### [DIRECTIONS]
Write out exactly the lines of the entries below, from the first through the line containing "Point out the palm", and nothing beyond them.

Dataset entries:
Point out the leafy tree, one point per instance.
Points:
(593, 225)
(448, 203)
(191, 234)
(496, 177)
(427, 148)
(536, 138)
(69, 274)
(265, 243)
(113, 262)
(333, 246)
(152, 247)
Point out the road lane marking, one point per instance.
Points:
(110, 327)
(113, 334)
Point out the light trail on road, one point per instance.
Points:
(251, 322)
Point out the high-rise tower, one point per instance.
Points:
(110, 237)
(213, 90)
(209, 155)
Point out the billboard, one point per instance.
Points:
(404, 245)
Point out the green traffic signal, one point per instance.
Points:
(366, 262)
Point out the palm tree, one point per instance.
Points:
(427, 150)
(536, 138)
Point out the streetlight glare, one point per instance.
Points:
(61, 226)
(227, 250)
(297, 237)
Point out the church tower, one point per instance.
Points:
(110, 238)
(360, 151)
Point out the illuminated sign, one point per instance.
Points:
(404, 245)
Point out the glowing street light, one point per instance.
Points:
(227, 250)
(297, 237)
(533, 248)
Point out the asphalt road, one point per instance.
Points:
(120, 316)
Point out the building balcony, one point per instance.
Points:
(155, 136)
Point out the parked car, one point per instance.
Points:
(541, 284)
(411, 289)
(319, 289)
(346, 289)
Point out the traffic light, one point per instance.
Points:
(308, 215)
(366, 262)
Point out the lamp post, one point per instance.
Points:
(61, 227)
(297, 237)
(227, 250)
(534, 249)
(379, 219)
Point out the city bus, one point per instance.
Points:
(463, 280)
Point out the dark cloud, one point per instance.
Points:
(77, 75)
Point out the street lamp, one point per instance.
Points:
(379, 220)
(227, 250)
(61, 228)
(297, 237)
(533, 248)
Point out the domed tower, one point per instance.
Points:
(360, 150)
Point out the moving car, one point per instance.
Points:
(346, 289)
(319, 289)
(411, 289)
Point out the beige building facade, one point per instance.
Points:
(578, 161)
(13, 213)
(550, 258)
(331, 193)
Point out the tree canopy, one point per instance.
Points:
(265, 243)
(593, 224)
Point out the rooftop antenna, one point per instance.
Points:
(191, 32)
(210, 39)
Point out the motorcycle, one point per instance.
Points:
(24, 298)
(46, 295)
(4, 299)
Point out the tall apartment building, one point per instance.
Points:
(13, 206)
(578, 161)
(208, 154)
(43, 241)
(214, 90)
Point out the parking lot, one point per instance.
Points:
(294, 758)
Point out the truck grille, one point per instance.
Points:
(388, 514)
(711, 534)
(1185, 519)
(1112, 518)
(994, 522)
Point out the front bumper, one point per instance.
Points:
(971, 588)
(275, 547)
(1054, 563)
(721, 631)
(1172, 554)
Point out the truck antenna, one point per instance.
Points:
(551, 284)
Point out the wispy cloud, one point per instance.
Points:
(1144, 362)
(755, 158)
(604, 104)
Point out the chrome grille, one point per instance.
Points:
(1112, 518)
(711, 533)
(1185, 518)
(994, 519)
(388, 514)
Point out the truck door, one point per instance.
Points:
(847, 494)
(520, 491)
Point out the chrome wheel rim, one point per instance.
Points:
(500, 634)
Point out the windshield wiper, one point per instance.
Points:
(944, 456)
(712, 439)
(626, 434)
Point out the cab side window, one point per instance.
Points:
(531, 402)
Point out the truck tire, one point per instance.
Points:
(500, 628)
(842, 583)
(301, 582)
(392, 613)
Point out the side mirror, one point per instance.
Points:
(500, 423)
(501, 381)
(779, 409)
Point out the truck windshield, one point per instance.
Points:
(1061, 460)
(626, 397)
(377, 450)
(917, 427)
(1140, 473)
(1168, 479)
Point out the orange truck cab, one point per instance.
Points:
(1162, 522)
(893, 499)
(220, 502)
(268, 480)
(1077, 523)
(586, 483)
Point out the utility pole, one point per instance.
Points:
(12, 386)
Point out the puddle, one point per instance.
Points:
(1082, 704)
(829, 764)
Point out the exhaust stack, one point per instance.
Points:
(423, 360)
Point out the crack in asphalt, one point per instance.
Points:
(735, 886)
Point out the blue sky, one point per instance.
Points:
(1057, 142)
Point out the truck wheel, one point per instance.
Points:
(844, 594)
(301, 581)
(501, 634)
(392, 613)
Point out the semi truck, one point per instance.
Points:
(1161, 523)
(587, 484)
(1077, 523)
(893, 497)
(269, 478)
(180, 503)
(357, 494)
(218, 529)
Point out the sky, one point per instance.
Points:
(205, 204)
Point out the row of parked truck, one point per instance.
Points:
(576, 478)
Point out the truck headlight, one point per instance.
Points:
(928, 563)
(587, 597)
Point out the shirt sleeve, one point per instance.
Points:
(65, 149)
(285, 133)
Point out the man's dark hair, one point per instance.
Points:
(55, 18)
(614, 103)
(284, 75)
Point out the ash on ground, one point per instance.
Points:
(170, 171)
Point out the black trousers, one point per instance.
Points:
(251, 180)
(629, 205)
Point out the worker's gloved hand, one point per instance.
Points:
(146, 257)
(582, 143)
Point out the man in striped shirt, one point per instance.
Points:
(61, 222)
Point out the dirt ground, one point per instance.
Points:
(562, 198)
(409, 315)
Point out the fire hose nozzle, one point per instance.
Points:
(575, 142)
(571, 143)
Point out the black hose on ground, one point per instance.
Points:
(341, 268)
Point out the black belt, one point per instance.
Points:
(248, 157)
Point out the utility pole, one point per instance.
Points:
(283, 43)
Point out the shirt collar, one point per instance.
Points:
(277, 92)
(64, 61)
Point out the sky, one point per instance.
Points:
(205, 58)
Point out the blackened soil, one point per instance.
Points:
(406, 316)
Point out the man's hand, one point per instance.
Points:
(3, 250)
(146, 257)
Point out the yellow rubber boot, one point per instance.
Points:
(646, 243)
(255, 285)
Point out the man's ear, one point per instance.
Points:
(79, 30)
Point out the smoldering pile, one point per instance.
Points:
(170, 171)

### [REPLY TO THE TASK]
Point out the leafy tree, one point per instance.
Points:
(593, 225)
(448, 203)
(191, 234)
(496, 177)
(427, 148)
(536, 138)
(69, 274)
(265, 243)
(113, 262)
(333, 246)
(152, 247)
Point out the road lane marking, one point per instance.
Points:
(110, 327)
(113, 334)
Point out the light trail on road, one point per instance.
Points:
(251, 322)
Point out the high-rise tower, one point per instance.
Points:
(110, 237)
(213, 90)
(209, 155)
Point out the billboard, one point per instance.
Points:
(404, 245)
Point out the green traffic signal, one point per instance.
Points:
(366, 262)
Point out the palm tree, one point per instance.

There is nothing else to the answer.